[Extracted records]

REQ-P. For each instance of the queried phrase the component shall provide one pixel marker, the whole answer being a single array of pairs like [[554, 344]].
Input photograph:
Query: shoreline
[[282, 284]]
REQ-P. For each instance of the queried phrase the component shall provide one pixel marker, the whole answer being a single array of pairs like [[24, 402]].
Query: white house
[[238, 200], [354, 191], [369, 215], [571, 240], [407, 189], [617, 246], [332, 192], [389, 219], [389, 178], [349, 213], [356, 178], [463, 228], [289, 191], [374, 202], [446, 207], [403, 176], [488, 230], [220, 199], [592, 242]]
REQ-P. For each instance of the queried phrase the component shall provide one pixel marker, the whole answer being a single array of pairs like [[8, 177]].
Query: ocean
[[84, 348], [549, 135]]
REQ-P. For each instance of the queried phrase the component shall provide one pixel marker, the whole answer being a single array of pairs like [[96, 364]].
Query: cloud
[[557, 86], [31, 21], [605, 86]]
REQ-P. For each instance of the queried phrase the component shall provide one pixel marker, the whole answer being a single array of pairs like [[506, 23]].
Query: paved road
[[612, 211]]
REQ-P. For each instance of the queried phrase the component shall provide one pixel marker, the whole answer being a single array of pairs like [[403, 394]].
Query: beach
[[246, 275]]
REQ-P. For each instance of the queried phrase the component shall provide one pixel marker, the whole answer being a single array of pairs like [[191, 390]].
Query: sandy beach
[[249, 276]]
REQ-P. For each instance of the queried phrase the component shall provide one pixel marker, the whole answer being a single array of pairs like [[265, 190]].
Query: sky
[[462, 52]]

## GIVEN PROBLEM
Arrange the stretch from the line containing "like [[265, 190]]." through the end of the data as a Markdown table with the columns No. and Line, omitting any blank lines.

## FULL SOLUTION
| No. | Line |
|---|---|
| 1 | REQ-P. For each instance of the queried phrase the component shall provide one pixel marker, the whole answer being a single array of pairs like [[265, 190]]. |
| 2 | Query: sky |
| 3 | [[462, 52]] |